§ **Assignment**: The records below are to be copied exactly, with every picture left out.

(Provided entries Opens)

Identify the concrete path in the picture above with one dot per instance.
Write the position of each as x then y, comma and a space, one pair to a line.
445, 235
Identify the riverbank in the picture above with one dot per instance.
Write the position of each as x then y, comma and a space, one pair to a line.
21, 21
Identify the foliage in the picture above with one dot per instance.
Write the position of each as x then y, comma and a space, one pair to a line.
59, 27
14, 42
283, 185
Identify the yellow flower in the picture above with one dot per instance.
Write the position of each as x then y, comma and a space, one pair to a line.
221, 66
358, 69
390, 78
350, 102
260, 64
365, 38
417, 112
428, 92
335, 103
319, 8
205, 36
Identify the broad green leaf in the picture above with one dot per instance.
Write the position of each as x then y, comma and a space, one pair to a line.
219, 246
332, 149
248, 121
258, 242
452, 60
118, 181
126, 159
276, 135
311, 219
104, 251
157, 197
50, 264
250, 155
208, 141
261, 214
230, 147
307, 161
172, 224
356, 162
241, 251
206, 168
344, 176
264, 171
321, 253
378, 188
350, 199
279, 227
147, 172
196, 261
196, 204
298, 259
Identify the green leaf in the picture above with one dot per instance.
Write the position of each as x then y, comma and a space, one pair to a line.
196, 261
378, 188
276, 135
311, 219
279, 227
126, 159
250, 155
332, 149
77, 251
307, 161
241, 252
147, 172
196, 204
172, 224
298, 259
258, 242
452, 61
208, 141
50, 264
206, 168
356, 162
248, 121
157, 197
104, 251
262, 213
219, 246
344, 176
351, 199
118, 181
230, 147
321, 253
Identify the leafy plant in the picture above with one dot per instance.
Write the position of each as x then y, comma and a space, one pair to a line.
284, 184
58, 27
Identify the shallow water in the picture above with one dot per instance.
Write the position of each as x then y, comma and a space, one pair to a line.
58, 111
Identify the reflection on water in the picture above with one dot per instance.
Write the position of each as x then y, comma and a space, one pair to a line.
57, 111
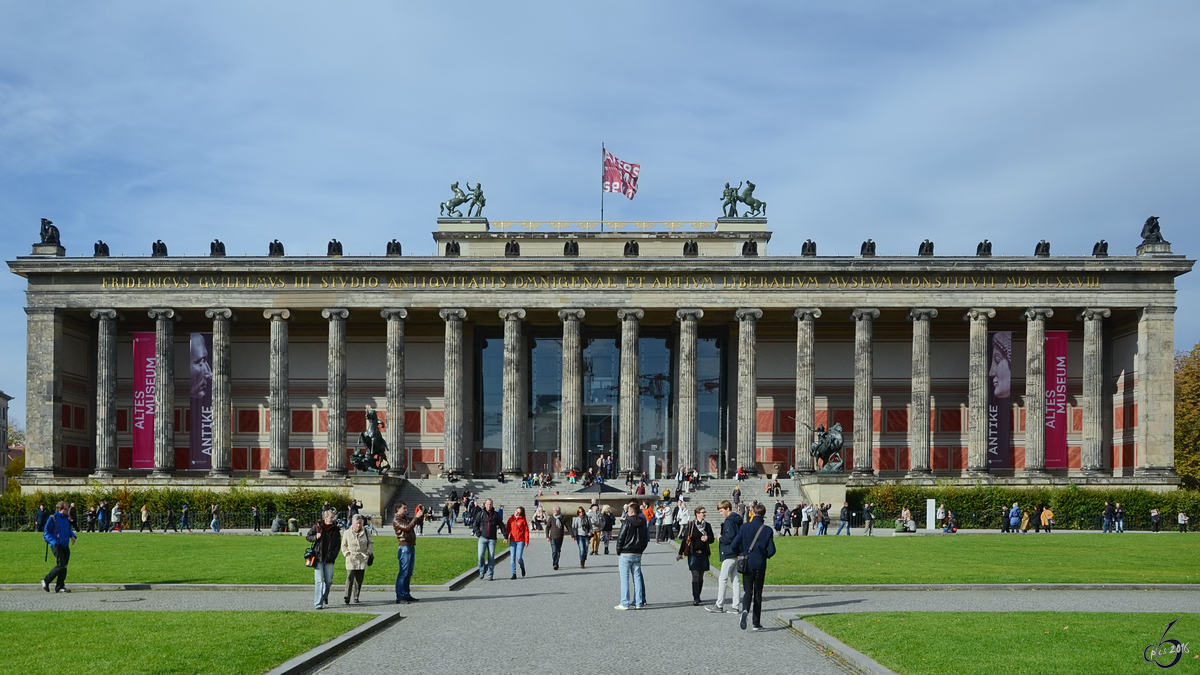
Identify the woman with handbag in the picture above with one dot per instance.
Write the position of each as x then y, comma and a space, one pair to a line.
327, 542
696, 536
358, 549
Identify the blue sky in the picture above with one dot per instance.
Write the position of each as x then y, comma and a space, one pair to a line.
895, 120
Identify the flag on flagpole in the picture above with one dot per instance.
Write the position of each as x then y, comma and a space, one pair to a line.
619, 177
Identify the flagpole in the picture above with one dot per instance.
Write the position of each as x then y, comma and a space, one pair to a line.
603, 157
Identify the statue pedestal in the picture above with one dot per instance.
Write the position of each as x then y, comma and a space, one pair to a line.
826, 489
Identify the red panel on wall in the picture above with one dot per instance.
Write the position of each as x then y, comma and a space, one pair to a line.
247, 420
1074, 457
951, 419
301, 420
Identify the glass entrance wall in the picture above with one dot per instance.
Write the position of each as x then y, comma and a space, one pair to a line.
601, 369
545, 401
489, 401
655, 393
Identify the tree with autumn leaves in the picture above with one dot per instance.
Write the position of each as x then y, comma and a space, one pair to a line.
1187, 417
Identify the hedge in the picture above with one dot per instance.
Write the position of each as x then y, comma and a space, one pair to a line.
239, 499
1069, 500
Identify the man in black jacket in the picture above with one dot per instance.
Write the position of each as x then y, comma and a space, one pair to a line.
729, 575
487, 524
630, 544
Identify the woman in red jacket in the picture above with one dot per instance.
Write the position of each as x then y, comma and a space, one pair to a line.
519, 538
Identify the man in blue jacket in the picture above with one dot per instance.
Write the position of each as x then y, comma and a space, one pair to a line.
755, 542
59, 536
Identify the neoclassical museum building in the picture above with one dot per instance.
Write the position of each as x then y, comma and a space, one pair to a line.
540, 346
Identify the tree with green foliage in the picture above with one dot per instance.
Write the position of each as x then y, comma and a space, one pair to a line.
1187, 417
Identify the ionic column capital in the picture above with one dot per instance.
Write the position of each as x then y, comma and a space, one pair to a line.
979, 314
748, 314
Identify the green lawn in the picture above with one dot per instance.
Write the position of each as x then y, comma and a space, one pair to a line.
987, 559
163, 641
219, 559
1035, 643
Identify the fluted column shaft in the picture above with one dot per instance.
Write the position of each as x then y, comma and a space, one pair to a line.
570, 431
1036, 389
1092, 452
748, 387
222, 400
864, 393
280, 392
511, 393
165, 392
106, 392
977, 389
685, 423
629, 424
335, 438
805, 384
394, 384
454, 390
918, 422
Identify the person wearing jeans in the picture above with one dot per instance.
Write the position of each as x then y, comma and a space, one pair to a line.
631, 543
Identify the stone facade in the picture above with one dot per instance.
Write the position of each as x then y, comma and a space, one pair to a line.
717, 360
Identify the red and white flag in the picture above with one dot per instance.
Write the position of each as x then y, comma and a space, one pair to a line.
619, 177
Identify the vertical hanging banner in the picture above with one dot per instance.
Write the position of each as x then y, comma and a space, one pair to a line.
201, 366
144, 384
1000, 407
1056, 399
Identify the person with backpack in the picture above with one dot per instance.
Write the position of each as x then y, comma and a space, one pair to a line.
755, 544
60, 536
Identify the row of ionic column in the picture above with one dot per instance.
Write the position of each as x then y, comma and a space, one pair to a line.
222, 402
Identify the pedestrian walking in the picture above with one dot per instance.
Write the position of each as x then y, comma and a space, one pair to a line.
489, 525
696, 545
519, 538
729, 573
327, 538
406, 553
59, 536
556, 529
581, 532
756, 543
358, 549
631, 542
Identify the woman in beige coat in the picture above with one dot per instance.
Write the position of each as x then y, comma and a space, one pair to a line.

(Provided entries Closes)

§ **Result of this task**:
Identify the concrete path in the picture above with one dot per instance.
Write the position of each as x then y, comma and a space, one pair to a line.
445, 235
Identify the riverbank in the picture above with one dot per instance.
Write the position of each as x then y, comma and a space, one pair to a line.
21, 21
Identify the foliage in the picture above with one dot per instance.
Write the position of each as x then y, comma and a space, one pair to a line.
59, 27
14, 42
283, 185
Identify the yellow flower in the picture above with one dot per instance.
Write the position of each as x then y, comma and a space, one pair to a line.
221, 66
358, 69
390, 78
350, 102
260, 64
365, 38
417, 112
428, 92
335, 103
319, 8
205, 36
Identify the broad green leaf in the picture above with one dot per instance.
Write the position of each as x then y, comma and a space, one pair to a line.
219, 246
332, 149
248, 121
258, 242
452, 60
118, 181
126, 159
276, 135
311, 219
104, 251
157, 197
50, 264
250, 155
208, 141
261, 214
230, 147
307, 161
172, 224
356, 162
241, 251
206, 168
344, 176
264, 171
321, 253
378, 188
350, 199
279, 227
147, 172
196, 261
196, 204
298, 259
Identify the green leaf in the picture above with one dot per instance.
Write the position of each as x then y, comma and a space, one pair to a line.
196, 261
378, 188
276, 135
311, 219
279, 227
126, 159
250, 155
332, 149
77, 251
307, 161
241, 252
147, 172
196, 204
172, 224
298, 259
258, 242
452, 61
208, 141
50, 264
206, 168
356, 162
248, 121
157, 197
104, 251
262, 213
219, 246
344, 176
351, 199
118, 181
230, 147
321, 253
Identify the leafy plant in the picture above with one dot per instance.
Write the position of each as x then y, comma and a space, one pair to a line.
284, 184
58, 27
Identify the shallow water in the picture above with one dot per instance.
Write the position of each as x then y, comma and a space, one pair to a line.
58, 111
Identify the reflection on water in the picture above with one dot per instance.
Write the position of each as x then y, comma and a space, one pair to a line.
57, 111
Identify the woman with handbag in the picture above with one dot per instance.
Write the position of each as x then y, comma and a space, one pair to a line.
327, 542
696, 536
358, 549
Identify the blue sky in the picture above with one dot per instance.
Write the position of each as x then y, comma and a space, one pair to a line.
895, 120
Identify the flag on flagpole in the picture above with one dot per instance.
Write the position of each as x then y, comma and a space, one pair to a line.
619, 177
Identify the flagpole in the picture above with one dot per instance.
Write the position of each as x then y, comma and a space, one pair to a line.
603, 157
Identify the statue pedestal in the picture above with one dot per instance.
Write the position of each as x then y, comma and a space, one pair to a line.
826, 489
Identify the red panel on wall in the picture above with one dot per instance.
Write the position of each as x then y, comma and a space, one pair to a line.
247, 420
1074, 457
951, 419
301, 420
Identify the glass entrance wall in the picture above with one dot per instance.
Write the position of each as x then y, comma and a space, one pair to a line.
601, 369
545, 401
489, 401
655, 393
Identify the tree with autumn leaves in the picture above with one dot per instance.
Write the position of each as x then y, comma and a space, one pair to a line.
1187, 417
Identify the hedge in the picture above with one dot per instance.
Write the position of each as x then y, comma and a space, one pair to a line.
239, 499
1069, 500
Identify the man in black jacket in the picture above with one dot per instance.
Write the position of each as x then y, comma and a space, one pair to a line.
729, 575
487, 524
630, 544
Identify the woman in red jacket in the picture above with one dot per instance.
Write the position of each as x then y, comma and a space, one pair to a line.
519, 538
Identify the man in blue jacket in the picture above with one dot per instance.
Write the position of each as x then y, comma and a space, one pair to a line.
755, 542
59, 536
Identify the neoclassical museum building in the picture above with one dot per instance.
Write the position of each as x then y, comma and a space, one pair to a line.
540, 346
Identify the tree with green foliage in the picture above with one dot per instance.
Write the position of each as x then y, comma and a space, one pair to a line.
1187, 417
Identify the ionic column capital in the picture above with one dot per instance.
Write the position of each as x then y, comma and a space, one pair to a line.
979, 314
748, 314
Identify the green lawn in the picture above with one dot per instance.
Write the position of each as x then y, comma and a space, one pair to a line.
987, 559
163, 641
219, 559
1035, 643
Identify the fluted column shaft in the picture above with one dot per instance.
Write the position of each as x then y, comma and a space, one pair to a line.
570, 431
1036, 389
1092, 452
748, 387
222, 400
864, 393
280, 392
511, 393
165, 392
106, 392
977, 389
685, 423
629, 424
335, 438
805, 384
394, 384
454, 390
918, 422
Identify the person wearing jeans in the picture above with one dot per instance.
Write the position of each as x then y, comma and a space, one pair to a line.
631, 543
Identify the stone facade in the picture above with one dot per instance.
Write the position of each as x then y, comma and a space, one pair to a line.
717, 360
Identify the red and white flag in the picture above with one dot per instance.
Write the position of each as x then y, comma and a space, one pair to a line.
619, 177
Identify the vertical hanging banner in the picture above with one dot per instance.
Write the position of each as x then y, comma and a space, one pair to a line.
201, 366
144, 384
1000, 407
1056, 399
Identify the person with backpack in the picture above with one dot per instance.
Write the position of each as x then y, comma and a space, one pair to a line.
755, 544
60, 536
Identify the row of ionic column in the picture above with one dot per instance.
Write the position of each as x then y, comma and a space, one pair to a line.
222, 402
Identify the pedestrian walking in the picture above with one dot per instance.
Write the position of each as x then y, comma and a space, one pair to a line.
489, 525
696, 545
519, 538
729, 573
327, 538
406, 553
59, 536
556, 529
581, 532
756, 543
358, 549
631, 542
Identify the woman in beige coat in the picture above with one dot per instance.
Write the position of each as x then y, comma and a space, one pair to a line.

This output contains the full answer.